### Records for the task
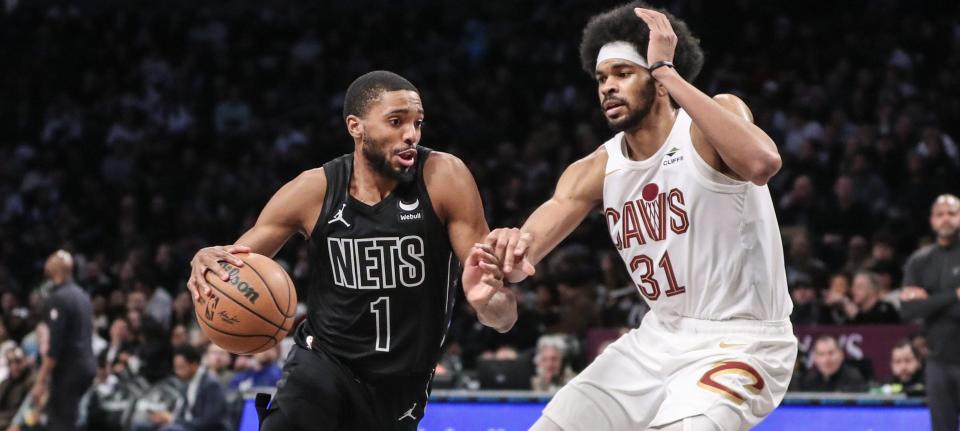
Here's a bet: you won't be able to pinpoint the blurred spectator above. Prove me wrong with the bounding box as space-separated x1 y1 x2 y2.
229 347 281 392
530 335 576 392
104 317 135 367
0 348 35 429
821 273 852 325
846 271 899 324
785 234 828 288
143 345 229 431
789 278 828 326
793 334 866 392
203 344 234 389
885 340 925 397
900 194 960 431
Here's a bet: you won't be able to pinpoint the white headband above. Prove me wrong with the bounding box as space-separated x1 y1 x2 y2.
596 41 649 70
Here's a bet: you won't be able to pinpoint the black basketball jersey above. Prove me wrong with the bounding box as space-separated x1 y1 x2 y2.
299 146 458 379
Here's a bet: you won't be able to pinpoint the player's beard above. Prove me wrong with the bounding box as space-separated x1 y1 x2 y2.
362 134 415 184
606 79 656 133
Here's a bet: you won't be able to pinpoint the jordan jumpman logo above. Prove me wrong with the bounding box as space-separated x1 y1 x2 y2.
327 203 350 227
397 402 417 421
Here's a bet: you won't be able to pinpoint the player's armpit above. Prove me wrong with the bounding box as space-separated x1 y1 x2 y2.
235 168 327 257
520 147 606 265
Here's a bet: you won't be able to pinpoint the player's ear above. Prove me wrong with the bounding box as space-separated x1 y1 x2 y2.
346 115 363 139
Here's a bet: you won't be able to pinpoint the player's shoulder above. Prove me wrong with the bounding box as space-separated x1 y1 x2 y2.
422 149 469 178
568 145 609 175
277 167 327 205
292 167 327 189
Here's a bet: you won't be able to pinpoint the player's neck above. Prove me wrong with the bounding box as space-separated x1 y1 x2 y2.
621 105 677 161
351 154 398 204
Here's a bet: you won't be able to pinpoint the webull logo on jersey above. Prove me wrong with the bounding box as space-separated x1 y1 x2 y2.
604 183 689 249
327 236 425 289
398 199 423 223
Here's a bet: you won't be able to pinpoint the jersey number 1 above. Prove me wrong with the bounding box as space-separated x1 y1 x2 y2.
629 251 686 301
369 297 391 352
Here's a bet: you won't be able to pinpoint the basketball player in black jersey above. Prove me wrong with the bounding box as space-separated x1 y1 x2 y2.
186 71 518 430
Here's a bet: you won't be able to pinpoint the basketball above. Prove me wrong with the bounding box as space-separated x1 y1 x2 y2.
194 253 297 355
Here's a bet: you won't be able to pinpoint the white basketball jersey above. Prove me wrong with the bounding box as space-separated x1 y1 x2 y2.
602 109 791 322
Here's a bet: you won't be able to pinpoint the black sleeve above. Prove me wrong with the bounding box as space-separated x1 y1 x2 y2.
180 379 227 431
901 289 958 321
901 252 921 287
45 296 68 360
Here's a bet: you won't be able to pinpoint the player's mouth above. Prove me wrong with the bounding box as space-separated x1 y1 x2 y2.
394 148 417 168
603 99 627 117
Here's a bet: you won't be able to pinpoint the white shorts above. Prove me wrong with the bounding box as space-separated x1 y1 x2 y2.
542 313 798 431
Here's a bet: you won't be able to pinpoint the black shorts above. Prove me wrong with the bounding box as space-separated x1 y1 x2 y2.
260 344 431 431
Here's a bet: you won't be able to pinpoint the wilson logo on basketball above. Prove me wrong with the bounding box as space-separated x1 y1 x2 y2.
219 261 261 304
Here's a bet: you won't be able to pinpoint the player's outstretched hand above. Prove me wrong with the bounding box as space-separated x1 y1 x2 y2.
634 8 677 65
485 228 536 283
187 245 251 301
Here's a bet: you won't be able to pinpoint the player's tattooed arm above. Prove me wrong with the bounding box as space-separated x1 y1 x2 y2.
486 148 606 283
187 168 326 300
635 8 782 186
426 152 519 332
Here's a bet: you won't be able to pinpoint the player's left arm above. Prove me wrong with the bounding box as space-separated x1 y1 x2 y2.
636 8 782 185
424 151 517 333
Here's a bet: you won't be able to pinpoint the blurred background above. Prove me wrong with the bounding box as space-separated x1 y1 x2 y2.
1 0 958 429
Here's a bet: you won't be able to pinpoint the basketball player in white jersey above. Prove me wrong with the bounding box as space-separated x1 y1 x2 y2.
465 3 797 430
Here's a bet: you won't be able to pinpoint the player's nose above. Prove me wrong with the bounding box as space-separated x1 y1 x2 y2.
401 125 418 145
600 79 619 97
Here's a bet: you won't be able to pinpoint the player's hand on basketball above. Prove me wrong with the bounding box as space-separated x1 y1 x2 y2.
485 228 536 283
188 244 251 301
634 8 677 65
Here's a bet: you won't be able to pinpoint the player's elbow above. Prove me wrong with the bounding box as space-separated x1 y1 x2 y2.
747 151 782 186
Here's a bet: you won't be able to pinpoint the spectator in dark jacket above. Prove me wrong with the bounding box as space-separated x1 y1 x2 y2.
149 345 228 431
846 271 900 324
888 340 925 396
793 334 867 392
0 347 35 428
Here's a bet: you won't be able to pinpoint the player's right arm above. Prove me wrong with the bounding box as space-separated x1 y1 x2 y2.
488 147 607 281
187 168 326 300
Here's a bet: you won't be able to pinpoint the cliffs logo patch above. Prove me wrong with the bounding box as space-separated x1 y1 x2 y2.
663 147 683 166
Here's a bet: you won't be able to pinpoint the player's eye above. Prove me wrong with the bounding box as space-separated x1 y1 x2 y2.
619 71 630 78
415 119 424 129
597 75 606 84
389 118 401 126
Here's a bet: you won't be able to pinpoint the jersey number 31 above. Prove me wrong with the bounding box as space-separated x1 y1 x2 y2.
629 251 686 301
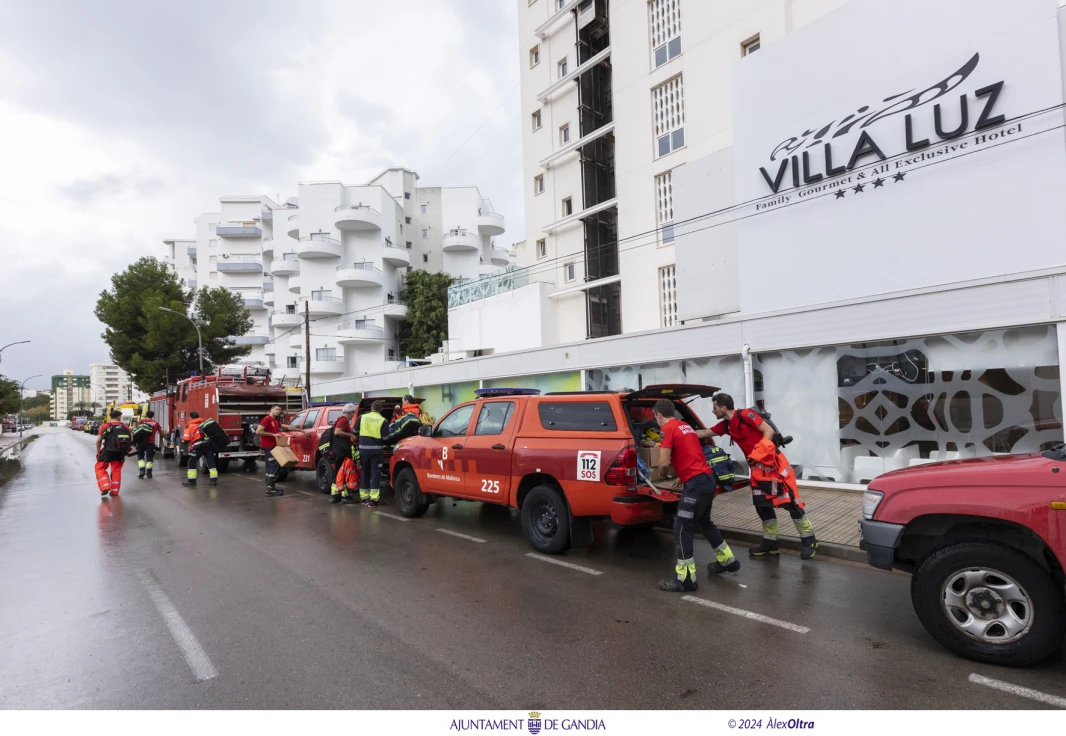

### What you should do
The entries above are to be copied exactly, with every picture left out.

### Response to the task
Here's a bet: you won't be able to pinpoint the blurred spectator above. Prove me wrong with the bounding box as space-separated x1 y1 x2 y2.
229 347 281 392
530 335 576 392
104 317 135 367
0 348 35 429
821 273 852 325
846 271 899 324
785 234 828 288
143 345 229 431
789 278 828 326
793 334 866 392
203 344 234 389
885 340 925 397
900 194 960 431
Here's a bet: you won't be able to pinpoint the white headband above. Prove me wrong with the bounding box as space-separated x1 y1 x2 y2.
596 41 649 70
Here's a bet: you won't be able to pinpoint the black basketball jersey above. Prove me wrong with the bounding box as space-separated x1 y1 x2 y2.
299 146 458 379
Here's a bet: you won't be able to pinpoint the player's beard above. Prove me wrong with the bounding box as space-separated x1 y1 x2 y2.
362 134 415 184
606 79 656 133
Here's a bet: you won't be able to pinpoint the jordan jumpman logo above. Prove me wrong with the bounding box as space-separated x1 y1 x2 y2.
327 203 350 227
397 402 417 421
Here's a bet: you won't be able to pinpoint the player's armpit above. Prove me wrong with the bounding box as space-separated x1 y1 x2 y2.
235 168 327 257
520 147 606 265
Here's a bet: you won't be able to pinpoint the player's ear above. Prove me wrong with the bounding box as space-separated x1 y1 x2 y2.
346 115 363 139
Here's a bet: you won't be able to pinpoint the player's shoulder above. Prove me wrong with the bounding box as space-separated x1 y1 x2 y2.
422 149 469 178
568 145 609 175
277 167 327 205
292 167 327 189
Here's a bet: you won't be able to pinpoint the player's neck above. Prove me wrong with the bounding box as space-separated x1 y1 x2 y2.
621 105 677 161
351 154 398 204
Here's a bet: you won't be able to pinpoint the webull logo on jersey above. Prove me wrong with the bounding box as space-separated x1 y1 x2 y2.
604 183 689 249
327 236 425 289
398 199 423 223
Here's a bet: you won't be able to pinpoint the jersey number 1 above. Prove me wrong with the bounding box as space-separated x1 y1 x2 y2.
629 251 686 301
369 297 391 352
Here's a bet: you won't be able to pinpoint the basketball player in black jersey above. Prove me wrong with the bounding box as space-separated x1 y1 x2 y2.
186 71 518 430
Here's a bet: you won't be able to pinpoint the basketball above. Prove me wrong with the bounding box as space-separated x1 y1 x2 y2.
194 253 297 355
Here's a bet: you won't be able to pinpoint the white basketball jersey above. Prove me wrong with the bounding box as space-separated x1 y1 x2 y2.
602 109 791 322
Here's a bet: you won't be able to pinpoint the black sleeve above. Prove me wrong with the bounding box as space-separated x1 y1 x2 y2.
180 379 227 431
901 289 958 321
901 252 921 287
45 296 68 360
Here's a bet: you won't be able to pinpoint the player's mouth above. Prove me wrong with the bounding box as space-separated x1 y1 x2 y2.
394 148 417 168
603 99 627 117
Here's a bet: you won't be able to pinpoint the white shorts above. Prove me wrong with the bounding box as space-separated x1 y1 x2 y2.
542 313 798 431
Here's a bet: you won't be able to pinpoint the black shorts above. Prove me wrong with the bounding box as space-separated x1 y1 x2 y2.
260 344 431 431
Here's a bet: you won't be able to pinpoint the wilson logo on basketball above. Prove me wrong with the bounding box as space-separated x1 y1 x2 y2.
219 261 261 304
Here's a bet: you won't be able to pinpoint the player's outstretched hand above. Prove me wrong with the bounding box as space-separated x1 y1 x2 y2.
634 8 677 65
485 228 536 283
187 245 251 301
Here's a bet: you won't be able to pinpoint the player's tattooed arm above. Prove me wrong with the bounding box as space-separated x1 y1 x2 y2.
486 148 606 283
187 168 326 300
635 8 782 186
426 152 519 332
Here's a bet: you won't be able to pinpoint the player's left arm above. Prove me wrong with the bounding box as space-separated x1 y1 x2 y2.
636 8 782 185
424 151 517 333
Here's a bet: you won't be able to pinpoint the blurred background above. Prove me wrong with the bounding box as space-separated x1 y1 x2 y2.
1 0 958 429
Here's a bet: you won't be able to pinpoint the basketball player in white jersey above. Prove me wrong with the bounding box as space-separated x1 y1 x2 y2.
465 3 797 430
Here's a bet: you won't be able to pinpoint the player's nose above. Prove me wrong with the bounding box as space-separated x1 y1 x2 y2.
401 125 418 145
600 79 619 97
Here's a bet: you won't be able to pinpoint the player's hand on basketball above. Prove me wrong with the bounding box as space-separated x1 y1 x2 y2.
485 228 536 283
188 244 251 301
634 8 677 65
Here's a bet: you won't be able to pinpoint the player's elbow above. Prove me wrong with the bounding box as space-separated x1 y1 x2 y2.
747 151 782 186
Here's a bet: you won't be able to pinpoint the spectator in dark jacket above. Prove me wrong with the bounding box as space-separated x1 y1 x2 y2.
149 345 228 431
846 271 900 324
888 340 925 396
793 334 867 392
0 347 35 428
Here's a bet: you won't be able to pinpoint the player's right arm above. Prove me wrong with the bounding box as space-separated x1 y1 x2 y2.
488 147 607 281
187 168 326 300
Here's a bet: you won't be able to pinpoint the cliffs logo patch above. Prove me wrong with the bounding box as space-separated x1 y1 x2 y2.
663 147 683 166
Here's a bet: you won't be able to pinpoint the player's eye above. Prove me wrong with the bounding box as space-separated x1 y1 x2 y2.
619 71 630 78
415 119 424 129
597 75 606 84
389 118 401 126
Here's a bet: you won't be able to pinpoint the jersey number 31 above. Prove me wrong with the bounding box as space-separated x1 y1 x2 y2.
629 251 686 301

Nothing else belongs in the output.